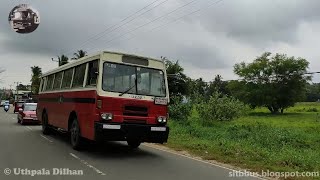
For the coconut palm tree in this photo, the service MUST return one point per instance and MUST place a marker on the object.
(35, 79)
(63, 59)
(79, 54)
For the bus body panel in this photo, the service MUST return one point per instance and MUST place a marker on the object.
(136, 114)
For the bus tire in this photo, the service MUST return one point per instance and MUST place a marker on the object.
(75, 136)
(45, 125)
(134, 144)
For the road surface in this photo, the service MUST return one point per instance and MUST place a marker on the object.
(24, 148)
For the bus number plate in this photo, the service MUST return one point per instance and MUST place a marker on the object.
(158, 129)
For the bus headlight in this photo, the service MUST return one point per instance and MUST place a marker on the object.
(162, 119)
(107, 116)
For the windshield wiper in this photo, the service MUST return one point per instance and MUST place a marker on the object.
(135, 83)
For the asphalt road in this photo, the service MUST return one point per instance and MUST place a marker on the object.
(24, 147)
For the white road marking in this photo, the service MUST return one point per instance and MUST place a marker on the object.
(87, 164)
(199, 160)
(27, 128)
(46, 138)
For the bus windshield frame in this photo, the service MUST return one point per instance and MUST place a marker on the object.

━━━━━━━━━━

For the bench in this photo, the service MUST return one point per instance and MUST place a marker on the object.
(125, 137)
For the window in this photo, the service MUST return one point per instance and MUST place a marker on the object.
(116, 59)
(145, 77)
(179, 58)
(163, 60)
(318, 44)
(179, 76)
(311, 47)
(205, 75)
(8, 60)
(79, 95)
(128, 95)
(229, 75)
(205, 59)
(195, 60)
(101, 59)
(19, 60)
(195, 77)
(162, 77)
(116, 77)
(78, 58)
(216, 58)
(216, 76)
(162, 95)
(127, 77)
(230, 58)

━━━━━━━━━━

> Work to complete: Reproduce the stretch of the data above from the line containing "For the bus number" through the line containing "For the bus windshield", with every line unchanged.

> Correct result:
For the bus number plate in this photo, the service MUST return one point per instance and MUST place a marker on the object.
(158, 129)
For the bus headlight in this photo, the service MUST return one point per instance and MUST place a marker on the object.
(162, 119)
(107, 116)
For the windshield wiper in this photo, the service MUST return one point per instance and MUST place a marker on the object.
(135, 83)
For the asphalt road in this photo, the service MUST return one point per instance and MUST place a marker on the object.
(24, 147)
For the white road marking in this photo, the service MUST return one point per instance and MUST place a marker on the object.
(87, 164)
(199, 160)
(27, 128)
(46, 138)
For the bus windshield frame in this photo, the service MUST return one point per instance and MUST place a marker on the object.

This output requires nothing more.